Whenever any of the streams of values in the language change, the program is partially re-evaluated. The output of any mgmt program is a DAG of resources, or more precisely, a stream of resource graphs. Since we have events per-resource, we can efficiently switch from one desired-state resource graph to the next without re-checking their individual states, since we've been monitoring them all along.

One side-effect of all this, is that if a rogue systems administrator manually changes the state of any managed resource, mgmt will detect this and attempt to revert the change. This makes for excellent live demos, but is not the primary design goal. It is a consequence of tracking state so that graph changes are efficient. We implement the event detection via an intentional per-resource main loop which can enable other interesting functionality too!

Make sure to get rid of your rogue sysadmin! ;)

Do I need to run mgmt as root?

No and yes. It depends. Nothing in mgmt explicitly requires root in the design, however mgmt will require root only if the changes to your system that you want it to make require root.

****************

● **Things to do**:
(a) In the mgmt passage, what does mgmt do when a systems administrator manually changes the state of a managed resource?
(b) Reproduce the mgmt passage word for word between "One side-effect of" and "interesting functionality too!", inclusive.
The material after this passage isn't needed.

Object point labels:
****************

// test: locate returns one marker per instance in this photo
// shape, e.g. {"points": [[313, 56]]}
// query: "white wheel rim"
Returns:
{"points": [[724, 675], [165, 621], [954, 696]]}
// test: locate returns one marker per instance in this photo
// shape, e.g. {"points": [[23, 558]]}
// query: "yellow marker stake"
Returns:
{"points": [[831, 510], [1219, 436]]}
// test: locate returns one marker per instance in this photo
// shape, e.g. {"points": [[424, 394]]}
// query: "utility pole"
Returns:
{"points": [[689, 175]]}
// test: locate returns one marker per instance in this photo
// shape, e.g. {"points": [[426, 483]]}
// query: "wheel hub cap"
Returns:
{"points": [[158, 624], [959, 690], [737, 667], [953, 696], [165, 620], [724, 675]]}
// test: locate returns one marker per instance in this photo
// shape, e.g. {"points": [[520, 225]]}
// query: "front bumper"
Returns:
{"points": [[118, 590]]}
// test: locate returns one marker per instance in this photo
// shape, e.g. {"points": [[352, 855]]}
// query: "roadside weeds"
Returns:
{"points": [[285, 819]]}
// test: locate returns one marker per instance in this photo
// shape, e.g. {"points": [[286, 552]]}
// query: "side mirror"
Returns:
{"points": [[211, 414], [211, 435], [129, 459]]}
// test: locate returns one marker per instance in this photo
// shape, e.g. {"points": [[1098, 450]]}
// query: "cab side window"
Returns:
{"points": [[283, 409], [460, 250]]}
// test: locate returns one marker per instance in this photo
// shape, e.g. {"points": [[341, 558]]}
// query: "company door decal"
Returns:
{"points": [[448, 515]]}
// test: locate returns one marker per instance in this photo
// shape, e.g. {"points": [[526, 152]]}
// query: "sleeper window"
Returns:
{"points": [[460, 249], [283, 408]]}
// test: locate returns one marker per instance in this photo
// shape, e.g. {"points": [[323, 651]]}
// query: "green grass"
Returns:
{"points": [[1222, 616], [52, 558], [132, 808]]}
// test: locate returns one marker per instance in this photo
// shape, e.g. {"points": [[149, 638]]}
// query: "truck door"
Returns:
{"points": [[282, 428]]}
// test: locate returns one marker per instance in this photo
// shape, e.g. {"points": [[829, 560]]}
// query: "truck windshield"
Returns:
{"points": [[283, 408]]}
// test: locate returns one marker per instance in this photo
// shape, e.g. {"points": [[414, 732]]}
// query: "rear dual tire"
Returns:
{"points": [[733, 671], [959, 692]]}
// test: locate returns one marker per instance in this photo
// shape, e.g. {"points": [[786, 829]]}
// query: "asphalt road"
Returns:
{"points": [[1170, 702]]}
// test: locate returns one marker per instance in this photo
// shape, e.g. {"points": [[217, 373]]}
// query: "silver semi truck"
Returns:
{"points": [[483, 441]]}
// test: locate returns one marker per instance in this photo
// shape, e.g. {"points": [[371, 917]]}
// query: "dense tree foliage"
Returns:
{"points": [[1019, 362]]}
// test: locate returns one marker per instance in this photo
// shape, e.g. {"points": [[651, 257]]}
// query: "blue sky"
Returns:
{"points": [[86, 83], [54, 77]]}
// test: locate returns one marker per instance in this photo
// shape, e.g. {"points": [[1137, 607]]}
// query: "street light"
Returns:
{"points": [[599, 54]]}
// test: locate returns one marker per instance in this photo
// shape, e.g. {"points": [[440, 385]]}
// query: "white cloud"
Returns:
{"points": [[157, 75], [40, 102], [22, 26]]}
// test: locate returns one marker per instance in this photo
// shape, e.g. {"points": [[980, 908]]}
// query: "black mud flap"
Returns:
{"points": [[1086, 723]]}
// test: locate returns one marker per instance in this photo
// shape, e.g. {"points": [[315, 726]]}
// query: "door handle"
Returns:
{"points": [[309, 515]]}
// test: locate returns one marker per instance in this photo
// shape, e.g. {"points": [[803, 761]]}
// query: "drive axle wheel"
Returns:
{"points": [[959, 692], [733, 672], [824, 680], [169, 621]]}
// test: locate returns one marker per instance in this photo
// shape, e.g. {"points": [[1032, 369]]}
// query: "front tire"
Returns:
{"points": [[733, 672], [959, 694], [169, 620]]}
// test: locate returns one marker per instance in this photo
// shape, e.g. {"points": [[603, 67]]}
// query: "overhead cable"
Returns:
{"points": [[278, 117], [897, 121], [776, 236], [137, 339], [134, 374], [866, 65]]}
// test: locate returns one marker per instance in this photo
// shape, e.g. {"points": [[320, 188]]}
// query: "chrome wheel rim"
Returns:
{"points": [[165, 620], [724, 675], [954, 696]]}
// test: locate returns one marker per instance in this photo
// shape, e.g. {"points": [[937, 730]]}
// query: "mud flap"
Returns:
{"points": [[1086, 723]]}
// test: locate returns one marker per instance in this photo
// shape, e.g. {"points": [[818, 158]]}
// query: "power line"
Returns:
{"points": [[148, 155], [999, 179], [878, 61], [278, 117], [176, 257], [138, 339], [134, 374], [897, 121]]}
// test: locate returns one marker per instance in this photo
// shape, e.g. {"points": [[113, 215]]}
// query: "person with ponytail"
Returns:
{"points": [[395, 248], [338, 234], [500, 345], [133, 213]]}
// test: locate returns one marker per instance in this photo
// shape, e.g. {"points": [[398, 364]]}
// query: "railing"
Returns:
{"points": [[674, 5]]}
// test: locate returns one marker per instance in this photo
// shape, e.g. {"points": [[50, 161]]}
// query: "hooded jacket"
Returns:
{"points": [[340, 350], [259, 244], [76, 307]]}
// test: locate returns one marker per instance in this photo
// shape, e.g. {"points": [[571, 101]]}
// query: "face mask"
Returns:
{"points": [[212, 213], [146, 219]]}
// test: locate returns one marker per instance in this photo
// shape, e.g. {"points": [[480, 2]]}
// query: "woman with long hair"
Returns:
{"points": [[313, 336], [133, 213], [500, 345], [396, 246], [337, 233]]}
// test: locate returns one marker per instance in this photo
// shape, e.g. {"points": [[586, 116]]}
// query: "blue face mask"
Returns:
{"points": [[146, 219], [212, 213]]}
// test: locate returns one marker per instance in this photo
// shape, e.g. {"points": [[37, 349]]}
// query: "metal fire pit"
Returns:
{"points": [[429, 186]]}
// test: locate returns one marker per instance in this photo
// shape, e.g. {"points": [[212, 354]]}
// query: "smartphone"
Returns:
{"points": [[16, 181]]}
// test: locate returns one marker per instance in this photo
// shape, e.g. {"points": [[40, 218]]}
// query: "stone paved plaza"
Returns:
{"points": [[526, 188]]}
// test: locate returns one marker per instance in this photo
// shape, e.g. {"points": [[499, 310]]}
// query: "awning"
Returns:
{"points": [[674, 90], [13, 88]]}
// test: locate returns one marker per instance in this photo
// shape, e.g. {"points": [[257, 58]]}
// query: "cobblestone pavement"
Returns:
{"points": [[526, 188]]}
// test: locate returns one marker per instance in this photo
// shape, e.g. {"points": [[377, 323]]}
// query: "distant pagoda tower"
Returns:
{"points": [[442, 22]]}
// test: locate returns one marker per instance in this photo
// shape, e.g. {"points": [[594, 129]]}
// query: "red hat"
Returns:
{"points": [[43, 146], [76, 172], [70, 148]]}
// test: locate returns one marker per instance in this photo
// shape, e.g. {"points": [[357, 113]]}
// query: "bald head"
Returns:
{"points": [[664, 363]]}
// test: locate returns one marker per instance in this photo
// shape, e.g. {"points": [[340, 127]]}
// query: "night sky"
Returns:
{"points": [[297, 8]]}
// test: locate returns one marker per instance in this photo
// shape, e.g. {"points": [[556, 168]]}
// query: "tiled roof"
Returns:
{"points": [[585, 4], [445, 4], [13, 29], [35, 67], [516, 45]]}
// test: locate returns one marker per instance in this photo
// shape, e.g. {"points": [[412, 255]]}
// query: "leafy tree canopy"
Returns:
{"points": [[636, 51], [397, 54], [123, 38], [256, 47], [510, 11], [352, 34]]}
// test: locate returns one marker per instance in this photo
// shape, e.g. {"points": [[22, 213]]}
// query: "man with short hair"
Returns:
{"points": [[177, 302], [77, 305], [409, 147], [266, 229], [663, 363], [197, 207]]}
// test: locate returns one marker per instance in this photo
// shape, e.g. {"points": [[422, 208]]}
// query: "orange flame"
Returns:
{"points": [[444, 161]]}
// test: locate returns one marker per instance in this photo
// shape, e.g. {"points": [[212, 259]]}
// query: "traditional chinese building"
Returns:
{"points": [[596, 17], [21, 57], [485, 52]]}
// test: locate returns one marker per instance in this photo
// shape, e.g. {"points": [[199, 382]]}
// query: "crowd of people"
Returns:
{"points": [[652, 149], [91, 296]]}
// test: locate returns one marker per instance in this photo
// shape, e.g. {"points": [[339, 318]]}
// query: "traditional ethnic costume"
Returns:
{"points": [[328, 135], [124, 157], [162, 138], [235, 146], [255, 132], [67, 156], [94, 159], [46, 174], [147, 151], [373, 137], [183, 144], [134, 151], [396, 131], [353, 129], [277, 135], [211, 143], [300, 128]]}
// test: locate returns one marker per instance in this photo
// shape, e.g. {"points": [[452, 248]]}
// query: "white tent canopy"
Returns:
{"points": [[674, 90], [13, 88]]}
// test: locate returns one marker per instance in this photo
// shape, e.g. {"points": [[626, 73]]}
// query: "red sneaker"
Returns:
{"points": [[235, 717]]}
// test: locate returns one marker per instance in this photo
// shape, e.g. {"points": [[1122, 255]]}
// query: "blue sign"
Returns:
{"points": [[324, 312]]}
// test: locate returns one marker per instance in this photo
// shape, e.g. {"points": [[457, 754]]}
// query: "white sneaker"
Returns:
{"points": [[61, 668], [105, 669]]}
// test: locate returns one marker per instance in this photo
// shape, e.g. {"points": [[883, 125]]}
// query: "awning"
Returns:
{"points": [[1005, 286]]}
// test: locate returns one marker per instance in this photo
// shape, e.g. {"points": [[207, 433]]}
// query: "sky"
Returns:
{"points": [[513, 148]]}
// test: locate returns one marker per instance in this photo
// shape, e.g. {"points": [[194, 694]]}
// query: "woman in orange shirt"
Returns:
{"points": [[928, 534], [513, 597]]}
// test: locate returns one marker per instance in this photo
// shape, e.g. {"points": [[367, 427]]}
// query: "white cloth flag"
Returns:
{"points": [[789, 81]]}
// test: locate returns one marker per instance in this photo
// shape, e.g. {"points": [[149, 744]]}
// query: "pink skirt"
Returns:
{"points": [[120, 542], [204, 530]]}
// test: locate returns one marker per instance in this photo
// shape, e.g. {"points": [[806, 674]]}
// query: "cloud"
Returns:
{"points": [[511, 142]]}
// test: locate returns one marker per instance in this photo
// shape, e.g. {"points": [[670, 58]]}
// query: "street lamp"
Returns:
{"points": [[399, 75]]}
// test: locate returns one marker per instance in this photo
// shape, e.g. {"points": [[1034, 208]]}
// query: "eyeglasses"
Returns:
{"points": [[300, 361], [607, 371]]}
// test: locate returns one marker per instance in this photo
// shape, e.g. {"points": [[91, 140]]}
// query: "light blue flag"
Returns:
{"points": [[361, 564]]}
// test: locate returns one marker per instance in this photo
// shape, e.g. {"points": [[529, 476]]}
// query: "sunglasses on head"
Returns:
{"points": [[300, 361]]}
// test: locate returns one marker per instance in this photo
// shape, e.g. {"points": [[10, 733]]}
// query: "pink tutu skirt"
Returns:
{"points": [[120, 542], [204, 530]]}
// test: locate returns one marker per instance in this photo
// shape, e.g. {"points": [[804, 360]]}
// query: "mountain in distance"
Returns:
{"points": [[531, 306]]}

****************

● **Expected responses**:
(a) It detects the change and attempts to revert it.

(b)
One side-effect of all this, is that if a rogue systems administrator manually changes the state of any managed resource, mgmt will detect this and attempt to revert the change. This makes for excellent live demos, but is not the primary design goal. It is a consequence of tracking state so that graph changes are efficient. We implement the event detection via an intentional per-resource main loop which can enable other interesting functionality too!